**TEXTO DADO:**

════════════════════

Profanación
Representar, como en La pasión, con la lupa de una voraz lente macro o equivalente, relatar como allí se hace, con despiadada progresión hacia la minuciosidad -paso a paso, en un insoportable crescendo de desastres fisiológicos que van de la angustiosa premonición del Huerto de los Olivos al espasmo del Gólgota, pasando por la feroz chanza de la coronación de espinas y la atrocidad de la flagelación en la columna- una tortura como la de Cristo, mediante claves cinematográficas genéricas y, en concreto, del género llamado de terror, tiene, en un territorio de tan alta y frágil espiritualidad, el sello de la trivialización, es decir: de búsqueda profana -y por ello profanadora- del, en su sentido más rastrero, choque emocional de imágenes: la visión de lo brutal en su estadio más embrutecedor.
LA PASIÓN DE CRISTO
Dirección: Mel Gibson. Guión: Gibson y Benedick Fitzgerald. Intérpretes: James Caviezel, Monica Bellucci, Maia Morgensten, Claudia Gerini, Sergio Rubini, Toni Bertorelli. EE UU, 2004. Género: drama histórico. Duración: 127 minutos.

════════════════════

**DATOS PARA REVISAR:**

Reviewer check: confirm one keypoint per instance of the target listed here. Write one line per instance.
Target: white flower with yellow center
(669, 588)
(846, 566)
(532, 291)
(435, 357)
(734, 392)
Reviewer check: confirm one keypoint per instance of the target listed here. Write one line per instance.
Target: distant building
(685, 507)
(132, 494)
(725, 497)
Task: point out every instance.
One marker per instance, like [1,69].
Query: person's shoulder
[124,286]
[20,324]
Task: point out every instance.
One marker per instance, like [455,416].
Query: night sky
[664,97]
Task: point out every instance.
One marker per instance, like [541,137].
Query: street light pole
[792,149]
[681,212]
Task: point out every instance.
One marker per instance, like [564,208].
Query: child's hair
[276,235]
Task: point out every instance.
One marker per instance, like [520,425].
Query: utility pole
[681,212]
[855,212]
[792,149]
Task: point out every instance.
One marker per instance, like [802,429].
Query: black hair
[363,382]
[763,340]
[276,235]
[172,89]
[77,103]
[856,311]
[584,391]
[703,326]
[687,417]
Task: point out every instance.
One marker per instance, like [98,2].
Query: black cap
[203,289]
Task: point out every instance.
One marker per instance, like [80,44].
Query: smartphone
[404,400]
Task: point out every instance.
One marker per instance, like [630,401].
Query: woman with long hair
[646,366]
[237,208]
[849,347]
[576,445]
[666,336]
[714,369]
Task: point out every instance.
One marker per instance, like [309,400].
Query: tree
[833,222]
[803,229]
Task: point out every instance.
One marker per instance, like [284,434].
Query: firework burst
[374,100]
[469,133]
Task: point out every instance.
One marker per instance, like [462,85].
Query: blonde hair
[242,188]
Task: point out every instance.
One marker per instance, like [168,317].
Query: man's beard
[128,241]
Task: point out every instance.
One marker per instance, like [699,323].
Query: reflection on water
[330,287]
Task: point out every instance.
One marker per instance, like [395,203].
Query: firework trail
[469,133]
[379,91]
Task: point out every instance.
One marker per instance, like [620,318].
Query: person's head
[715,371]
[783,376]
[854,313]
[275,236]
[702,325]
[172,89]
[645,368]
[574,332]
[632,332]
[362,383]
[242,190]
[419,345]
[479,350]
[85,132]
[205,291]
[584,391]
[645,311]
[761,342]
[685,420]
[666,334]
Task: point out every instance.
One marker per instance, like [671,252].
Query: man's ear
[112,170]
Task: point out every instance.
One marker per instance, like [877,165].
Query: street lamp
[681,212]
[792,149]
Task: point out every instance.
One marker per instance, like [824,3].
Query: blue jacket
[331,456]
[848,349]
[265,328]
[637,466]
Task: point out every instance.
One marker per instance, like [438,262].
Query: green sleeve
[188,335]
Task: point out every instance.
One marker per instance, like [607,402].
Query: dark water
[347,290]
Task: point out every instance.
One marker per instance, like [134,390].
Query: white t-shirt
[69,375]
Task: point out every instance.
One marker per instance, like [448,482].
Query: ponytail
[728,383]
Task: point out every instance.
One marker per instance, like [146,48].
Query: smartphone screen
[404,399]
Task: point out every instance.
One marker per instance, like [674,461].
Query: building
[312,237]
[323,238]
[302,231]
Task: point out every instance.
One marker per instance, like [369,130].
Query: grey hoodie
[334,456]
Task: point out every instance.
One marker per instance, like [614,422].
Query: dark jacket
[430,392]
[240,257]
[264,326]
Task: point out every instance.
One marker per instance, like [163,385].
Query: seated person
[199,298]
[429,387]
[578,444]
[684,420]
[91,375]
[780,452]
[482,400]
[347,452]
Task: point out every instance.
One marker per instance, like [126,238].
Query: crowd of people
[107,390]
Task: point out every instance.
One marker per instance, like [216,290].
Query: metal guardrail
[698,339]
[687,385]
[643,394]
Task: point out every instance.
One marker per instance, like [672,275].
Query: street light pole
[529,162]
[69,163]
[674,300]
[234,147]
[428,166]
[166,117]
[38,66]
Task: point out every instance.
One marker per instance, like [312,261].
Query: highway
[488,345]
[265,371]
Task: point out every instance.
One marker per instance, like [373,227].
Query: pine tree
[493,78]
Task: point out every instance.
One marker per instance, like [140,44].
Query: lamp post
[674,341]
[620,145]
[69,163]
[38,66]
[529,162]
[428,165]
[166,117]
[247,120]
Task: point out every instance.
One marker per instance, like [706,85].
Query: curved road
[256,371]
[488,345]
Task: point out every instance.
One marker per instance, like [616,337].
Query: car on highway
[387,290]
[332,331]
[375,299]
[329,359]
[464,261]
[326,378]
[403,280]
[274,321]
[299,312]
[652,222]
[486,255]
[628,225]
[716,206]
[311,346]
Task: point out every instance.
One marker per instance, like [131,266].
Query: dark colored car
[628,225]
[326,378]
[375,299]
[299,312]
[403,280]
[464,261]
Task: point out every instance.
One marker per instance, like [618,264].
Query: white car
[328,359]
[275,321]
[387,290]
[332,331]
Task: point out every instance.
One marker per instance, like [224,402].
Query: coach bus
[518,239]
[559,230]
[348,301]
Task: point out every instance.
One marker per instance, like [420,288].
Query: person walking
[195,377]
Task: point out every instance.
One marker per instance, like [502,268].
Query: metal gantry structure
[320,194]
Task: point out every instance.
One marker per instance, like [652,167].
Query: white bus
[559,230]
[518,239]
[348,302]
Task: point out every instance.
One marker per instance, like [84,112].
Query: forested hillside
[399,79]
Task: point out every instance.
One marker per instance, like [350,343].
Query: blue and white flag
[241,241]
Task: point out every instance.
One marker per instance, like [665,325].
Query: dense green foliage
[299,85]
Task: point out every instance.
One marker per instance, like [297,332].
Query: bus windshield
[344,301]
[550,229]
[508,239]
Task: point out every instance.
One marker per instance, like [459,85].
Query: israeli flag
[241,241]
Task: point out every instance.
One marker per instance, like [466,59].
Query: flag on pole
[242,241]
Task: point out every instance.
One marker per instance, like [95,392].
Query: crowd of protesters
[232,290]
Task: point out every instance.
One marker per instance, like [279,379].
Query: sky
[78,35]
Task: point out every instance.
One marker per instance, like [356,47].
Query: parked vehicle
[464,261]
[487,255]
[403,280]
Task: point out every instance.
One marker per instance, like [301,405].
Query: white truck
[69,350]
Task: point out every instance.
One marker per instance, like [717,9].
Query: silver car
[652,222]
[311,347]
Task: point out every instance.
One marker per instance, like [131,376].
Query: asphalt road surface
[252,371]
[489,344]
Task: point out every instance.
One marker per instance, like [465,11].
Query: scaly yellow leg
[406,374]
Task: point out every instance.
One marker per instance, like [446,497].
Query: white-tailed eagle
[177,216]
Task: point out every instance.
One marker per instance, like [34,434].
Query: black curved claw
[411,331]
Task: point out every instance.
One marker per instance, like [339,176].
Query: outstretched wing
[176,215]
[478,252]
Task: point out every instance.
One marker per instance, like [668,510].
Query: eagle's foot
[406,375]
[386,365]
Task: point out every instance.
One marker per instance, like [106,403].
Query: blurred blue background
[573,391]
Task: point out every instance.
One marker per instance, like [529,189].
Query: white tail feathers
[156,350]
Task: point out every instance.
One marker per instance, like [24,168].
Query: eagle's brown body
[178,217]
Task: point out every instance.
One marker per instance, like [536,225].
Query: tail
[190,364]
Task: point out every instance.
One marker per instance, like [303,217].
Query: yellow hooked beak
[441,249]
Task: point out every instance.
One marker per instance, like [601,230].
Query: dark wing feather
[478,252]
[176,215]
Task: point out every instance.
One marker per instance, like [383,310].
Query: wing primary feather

════════════════════

**TAREA 1:** En la crítica de La pasión de Cristo, ¿quiénes firman el guion de la película?
**TAREA 2:** Retoma la crítica de La pasión de Cristo justo después de su última línea.

**RESPUESTA 1:** Mel Gibson y Benedick Fitzgerald.

**RESPUESTA 2:**
Invade el meollo formal de La pasión el comercialmente infalible recurso al vuelco del susto; el rentable empleo cinematográfico del gusto y el regusto por la morbosidad; la tautología del quebranto fisiológico que despide la degradante -lo que en la jerga del cine de terror fisiológico (o de vísceras o gore) llaman filme snuff- representación del dolor por el dolor, es decir, la imagen del padecimiento no trascendida, sin canalizarse la bestial mecánica del sufrimiento hacia filtros poéticos ennoblecedores, sublimadores, liberadores de la visión pasiva del zarpazo de lo inaguantable. De ahí que, en el basamento y la metodología de filmación de esta deleznable película, intervenga activamente un viraje blasfemo de aquel rasgo profanador. Porque estamos metidos en algo cuya sustancia (pasión convertida en redención) rechaza cualquier intromisión de lo profano.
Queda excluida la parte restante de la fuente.